● EXERCISE DESCRIPTION
Except for the pictures, write out all the records that follow exactly.

Stored data
☆ ☆ ☆ ☆ ☆
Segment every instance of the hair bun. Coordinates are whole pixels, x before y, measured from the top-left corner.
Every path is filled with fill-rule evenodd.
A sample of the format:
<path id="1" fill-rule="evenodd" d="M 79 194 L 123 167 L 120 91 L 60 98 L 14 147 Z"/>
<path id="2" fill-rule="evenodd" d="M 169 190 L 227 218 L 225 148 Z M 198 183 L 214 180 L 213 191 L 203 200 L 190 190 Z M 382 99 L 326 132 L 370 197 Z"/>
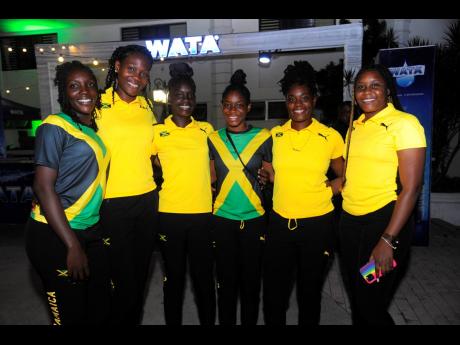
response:
<path id="1" fill-rule="evenodd" d="M 172 78 L 191 78 L 193 76 L 193 69 L 185 62 L 176 62 L 169 65 L 169 75 Z"/>
<path id="2" fill-rule="evenodd" d="M 246 83 L 246 73 L 242 69 L 236 70 L 230 79 L 230 84 L 244 85 Z"/>

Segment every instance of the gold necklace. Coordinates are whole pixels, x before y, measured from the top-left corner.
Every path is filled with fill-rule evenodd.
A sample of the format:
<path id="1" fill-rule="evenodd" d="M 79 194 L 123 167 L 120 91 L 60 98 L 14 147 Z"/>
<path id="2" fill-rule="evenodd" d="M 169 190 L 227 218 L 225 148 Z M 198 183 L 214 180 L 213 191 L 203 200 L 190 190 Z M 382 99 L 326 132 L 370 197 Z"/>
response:
<path id="1" fill-rule="evenodd" d="M 298 134 L 296 133 L 296 135 L 302 135 L 302 134 L 300 134 L 300 131 L 296 131 L 296 132 L 298 132 Z M 293 140 L 292 140 L 292 135 L 294 135 L 294 134 L 292 133 L 292 131 L 288 131 L 287 134 L 288 134 L 288 136 L 289 136 L 289 142 L 290 142 L 290 144 L 291 144 L 291 148 L 292 148 L 292 150 L 294 150 L 294 151 L 296 151 L 296 152 L 302 151 L 303 148 L 307 145 L 307 143 L 308 143 L 308 141 L 310 140 L 310 137 L 311 137 L 311 134 L 308 133 L 308 136 L 307 136 L 307 138 L 305 139 L 304 143 L 303 143 L 301 146 L 296 146 L 296 145 L 294 145 L 294 142 L 293 142 Z"/>

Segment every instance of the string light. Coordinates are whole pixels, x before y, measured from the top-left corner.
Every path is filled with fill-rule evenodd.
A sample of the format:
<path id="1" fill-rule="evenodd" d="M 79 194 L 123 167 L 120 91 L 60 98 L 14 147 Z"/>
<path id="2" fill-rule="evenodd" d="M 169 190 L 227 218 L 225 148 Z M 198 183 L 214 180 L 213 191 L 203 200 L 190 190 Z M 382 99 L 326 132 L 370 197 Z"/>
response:
<path id="1" fill-rule="evenodd" d="M 8 47 L 7 48 L 9 52 L 12 52 L 14 51 L 14 49 L 12 47 Z M 72 59 L 81 59 L 81 60 L 85 60 L 86 62 L 82 61 L 83 63 L 91 63 L 93 66 L 100 66 L 100 62 L 97 58 L 90 58 L 89 56 L 80 56 L 80 55 L 75 55 L 75 50 L 78 49 L 75 45 L 71 44 L 69 46 L 66 46 L 66 45 L 61 45 L 61 46 L 57 46 L 57 47 L 50 47 L 50 50 L 51 52 L 55 53 L 57 50 L 61 50 L 61 53 L 59 54 L 59 57 L 57 58 L 57 61 L 59 63 L 63 63 L 65 61 L 65 57 L 71 57 Z M 21 48 L 21 50 L 23 52 L 27 52 L 27 48 Z M 36 51 L 39 52 L 40 54 L 45 54 L 45 48 L 42 48 L 42 47 L 37 47 L 36 48 Z M 64 52 L 62 52 L 64 51 Z M 91 61 L 91 62 L 90 62 Z M 98 70 L 100 70 L 101 72 L 106 72 L 106 69 L 105 67 L 98 67 Z M 20 87 L 13 87 L 13 88 L 8 88 L 8 89 L 4 89 L 2 90 L 2 92 L 4 92 L 5 94 L 7 95 L 11 95 L 13 94 L 15 91 L 18 91 L 18 90 L 24 90 L 26 92 L 30 91 L 31 90 L 31 87 L 30 86 L 20 86 Z"/>
<path id="2" fill-rule="evenodd" d="M 7 95 L 11 95 L 13 94 L 15 91 L 19 91 L 19 92 L 24 92 L 24 91 L 31 91 L 32 90 L 32 86 L 33 87 L 36 87 L 37 84 L 32 84 L 32 85 L 24 85 L 24 86 L 17 86 L 17 87 L 10 87 L 8 89 L 4 89 L 2 91 L 2 93 L 4 92 L 5 94 Z"/>

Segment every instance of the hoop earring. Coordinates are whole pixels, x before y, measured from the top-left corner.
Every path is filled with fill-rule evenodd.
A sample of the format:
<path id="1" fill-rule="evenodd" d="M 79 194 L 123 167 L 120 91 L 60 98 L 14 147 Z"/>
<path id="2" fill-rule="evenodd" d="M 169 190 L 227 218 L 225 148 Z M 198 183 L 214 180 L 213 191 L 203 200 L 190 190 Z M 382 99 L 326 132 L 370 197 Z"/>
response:
<path id="1" fill-rule="evenodd" d="M 393 104 L 393 98 L 391 97 L 391 95 L 388 95 L 387 102 Z"/>

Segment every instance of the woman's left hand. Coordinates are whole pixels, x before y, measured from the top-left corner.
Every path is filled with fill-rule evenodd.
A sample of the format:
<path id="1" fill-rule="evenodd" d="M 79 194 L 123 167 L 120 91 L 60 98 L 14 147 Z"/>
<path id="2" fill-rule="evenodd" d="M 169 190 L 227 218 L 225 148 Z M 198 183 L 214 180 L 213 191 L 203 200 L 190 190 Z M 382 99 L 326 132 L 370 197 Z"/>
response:
<path id="1" fill-rule="evenodd" d="M 371 253 L 369 261 L 375 261 L 375 274 L 377 278 L 393 270 L 393 248 L 383 239 L 380 239 Z"/>

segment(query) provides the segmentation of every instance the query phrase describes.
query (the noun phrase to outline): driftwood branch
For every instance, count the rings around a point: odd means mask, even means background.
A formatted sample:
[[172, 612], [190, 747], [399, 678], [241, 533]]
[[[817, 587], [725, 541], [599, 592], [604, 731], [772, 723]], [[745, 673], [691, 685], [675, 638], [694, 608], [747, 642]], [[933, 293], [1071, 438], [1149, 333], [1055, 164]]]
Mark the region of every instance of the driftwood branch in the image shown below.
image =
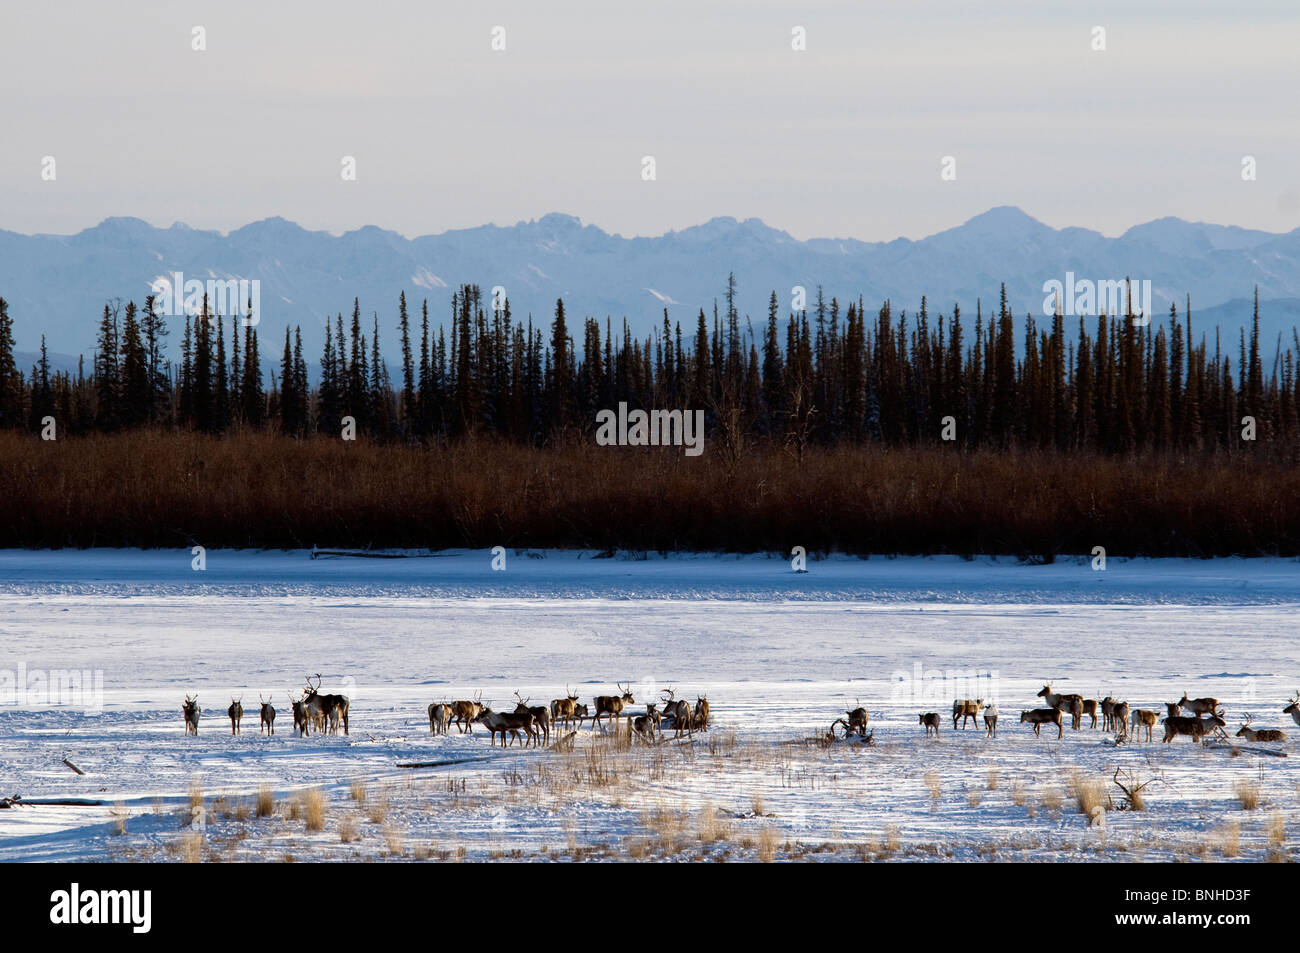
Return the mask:
[[560, 738], [560, 739], [557, 740], [553, 745], [551, 745], [551, 750], [552, 750], [552, 751], [572, 751], [572, 750], [573, 750], [573, 739], [576, 738], [577, 735], [578, 735], [578, 733], [577, 733], [576, 731], [571, 731], [571, 732], [569, 732], [569, 733], [568, 733], [567, 735], [565, 735], [563, 738]]
[[398, 762], [399, 768], [445, 768], [453, 764], [474, 764], [478, 761], [490, 761], [491, 758], [456, 758], [451, 761], [404, 761]]

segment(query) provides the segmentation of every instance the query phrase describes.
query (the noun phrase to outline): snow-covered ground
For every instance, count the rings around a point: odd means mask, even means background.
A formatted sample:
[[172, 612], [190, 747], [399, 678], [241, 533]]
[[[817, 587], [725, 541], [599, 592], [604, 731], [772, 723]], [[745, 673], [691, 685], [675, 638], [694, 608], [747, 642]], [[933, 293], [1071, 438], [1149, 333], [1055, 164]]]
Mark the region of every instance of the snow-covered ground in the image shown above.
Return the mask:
☆ ☆ ☆ ☆ ☆
● EXERCISE RESPONSE
Segment every instance of the hair bun. Coordinates are whole pixels, x before y, measured from the top-left corner.
Every path is filled with fill-rule evenodd.
A sample of the format:
<path id="1" fill-rule="evenodd" d="M 79 194 L 123 167 L 120 91 L 60 98 L 14 147 Z"/>
<path id="2" fill-rule="evenodd" d="M 169 190 L 227 218 L 225 148 Z M 198 183 L 214 180 L 213 191 L 203 200 L 190 190 Z M 382 99 L 326 132 L 370 197 Z"/>
response:
<path id="1" fill-rule="evenodd" d="M 172 78 L 191 78 L 193 76 L 193 69 L 185 62 L 176 62 L 169 65 L 169 75 Z"/>
<path id="2" fill-rule="evenodd" d="M 246 83 L 246 73 L 242 69 L 236 70 L 230 79 L 230 84 L 244 85 Z"/>

Segment every instance of the gold necklace. Coordinates are whole pixels, x before y, measured from the top-left corner.
Every path is filled with fill-rule evenodd.
A sample of the format:
<path id="1" fill-rule="evenodd" d="M 79 194 L 123 167 L 120 91 L 60 98 L 14 147 Z"/>
<path id="2" fill-rule="evenodd" d="M 169 190 L 227 218 L 225 148 Z M 198 183 L 214 180 L 213 191 L 203 200 L 190 190 Z M 382 99 L 326 132 L 370 197 Z"/>
response:
<path id="1" fill-rule="evenodd" d="M 298 134 L 296 133 L 296 135 L 302 135 L 302 134 L 300 134 L 300 131 L 296 131 L 296 132 L 298 132 Z M 293 140 L 292 140 L 292 135 L 294 135 L 294 134 L 292 133 L 292 131 L 288 131 L 287 134 L 288 134 L 288 136 L 289 136 L 289 142 L 290 142 L 290 144 L 291 144 L 291 148 L 292 148 L 292 150 L 294 150 L 294 151 L 296 151 L 296 152 L 302 151 L 303 148 L 307 145 L 307 143 L 308 143 L 308 141 L 310 140 L 310 137 L 311 137 L 311 134 L 308 133 L 308 136 L 307 136 L 307 138 L 305 139 L 304 143 L 303 143 L 301 146 L 296 146 L 296 145 L 294 145 L 294 142 L 293 142 Z"/>

Segment every instance of the string light. Coordinates are whole pixels, x before y, measured from the top-left corner.
Every path is filled with fill-rule evenodd.
A sample of the format:
<path id="1" fill-rule="evenodd" d="M 79 194 L 123 167 L 120 91 L 60 98 L 14 147 Z"/>
<path id="2" fill-rule="evenodd" d="M 169 190 L 227 218 L 225 148 Z M 198 183 L 214 180 L 213 191 L 203 200 L 190 190 Z M 382 99 L 326 132 L 370 197 Z"/>
response:
<path id="1" fill-rule="evenodd" d="M 8 47 L 7 48 L 9 52 L 12 52 L 14 51 L 14 49 L 12 47 Z M 72 59 L 81 59 L 81 60 L 85 60 L 86 62 L 82 61 L 83 63 L 91 63 L 93 66 L 100 66 L 100 62 L 97 58 L 90 58 L 89 56 L 80 56 L 80 55 L 75 55 L 75 50 L 78 49 L 75 45 L 71 44 L 69 46 L 66 46 L 66 45 L 61 45 L 61 46 L 57 46 L 57 47 L 50 47 L 50 50 L 51 52 L 55 53 L 57 50 L 61 50 L 61 53 L 59 54 L 59 57 L 57 58 L 57 61 L 59 63 L 63 63 L 65 61 L 65 57 L 71 57 Z M 21 48 L 21 50 L 23 52 L 27 52 L 27 48 Z M 36 51 L 39 52 L 40 54 L 45 54 L 45 48 L 42 48 L 42 47 L 37 47 L 36 48 Z M 64 52 L 62 52 L 64 51 Z M 91 61 L 91 62 L 90 62 Z M 98 70 L 100 70 L 101 72 L 106 72 L 106 69 L 105 67 L 98 67 Z M 20 87 L 13 87 L 13 88 L 8 88 L 8 89 L 4 89 L 2 90 L 2 92 L 4 92 L 5 94 L 7 95 L 11 95 L 13 94 L 15 91 L 18 91 L 18 90 L 24 90 L 26 92 L 30 91 L 31 90 L 31 87 L 30 86 L 20 86 Z"/>
<path id="2" fill-rule="evenodd" d="M 7 95 L 11 95 L 13 94 L 15 91 L 19 91 L 19 92 L 24 92 L 24 91 L 31 91 L 32 90 L 32 86 L 33 87 L 36 87 L 37 84 L 32 84 L 32 85 L 24 85 L 24 86 L 17 86 L 17 87 L 10 87 L 8 89 L 4 89 L 2 91 L 2 93 L 4 92 L 5 94 Z"/>

Segment every instance of the hoop earring. Coordinates are whole pixels, x before y, measured from the top-left corner.
Every path is filled with fill-rule evenodd.
A sample of the format:
<path id="1" fill-rule="evenodd" d="M 79 194 L 123 167 L 120 91 L 60 98 L 14 147 Z"/>
<path id="2" fill-rule="evenodd" d="M 169 190 L 227 218 L 225 148 Z M 198 183 L 214 180 L 213 191 L 203 200 L 190 190 Z M 382 99 L 326 132 L 370 197 Z"/>
response:
<path id="1" fill-rule="evenodd" d="M 393 104 L 393 98 L 391 97 L 391 95 L 388 95 L 387 102 Z"/>

Segment every instance of the woman's left hand. Coordinates are whole pixels, x before y, measured from the top-left corner.
Every path is filled with fill-rule evenodd.
A sample of the format:
<path id="1" fill-rule="evenodd" d="M 79 194 L 123 167 L 120 91 L 60 98 L 14 147 Z"/>
<path id="2" fill-rule="evenodd" d="M 169 190 L 227 218 L 225 148 Z M 198 183 L 214 180 L 213 191 L 203 200 L 190 190 Z M 382 99 L 326 132 L 370 197 Z"/>
response:
<path id="1" fill-rule="evenodd" d="M 371 253 L 369 261 L 375 261 L 375 274 L 377 278 L 393 270 L 393 248 L 383 239 L 380 239 Z"/>

segment(query) provides the segmentation of every instance the query phrase describes.
query (the noun phrase to outline): driftwood branch
For every instance, count the rings around a point: odd means mask, even means background.
A formatted sample:
[[172, 612], [190, 747], [399, 678], [241, 533]]
[[[817, 587], [725, 541], [599, 592], [604, 731], [772, 723]], [[745, 673], [691, 685], [675, 638], [694, 608], [747, 642]], [[933, 293], [1071, 438], [1149, 333], [1055, 164]]]
Mark the region of every instance of the driftwood branch in the image shown below.
image =
Return the mask:
[[560, 738], [560, 739], [557, 740], [553, 745], [551, 745], [551, 750], [552, 750], [552, 751], [572, 751], [572, 750], [573, 750], [573, 739], [576, 738], [577, 735], [578, 735], [578, 733], [577, 733], [576, 731], [571, 731], [571, 732], [569, 732], [569, 733], [568, 733], [567, 735], [565, 735], [563, 738]]
[[398, 762], [399, 768], [445, 768], [453, 764], [474, 764], [478, 761], [490, 761], [491, 758], [456, 758], [451, 761], [404, 761]]

segment(query) provides the segmentation of every instance the query phrase describes.
query (the noun phrase to outline): snow-covered ground
For every instance, count the rings around a point: odd means mask, even means background.
A formatted sample:
[[172, 612], [190, 747], [399, 678], [241, 533]]
[[[817, 587], [725, 541], [599, 592], [604, 731], [772, 723]], [[745, 673], [691, 685], [675, 638], [694, 608], [747, 642]], [[933, 293], [1071, 438], [1149, 333], [1055, 164]]]
Mark the region of every instance of the snow-covered ground in the image shown above.
Return the mask:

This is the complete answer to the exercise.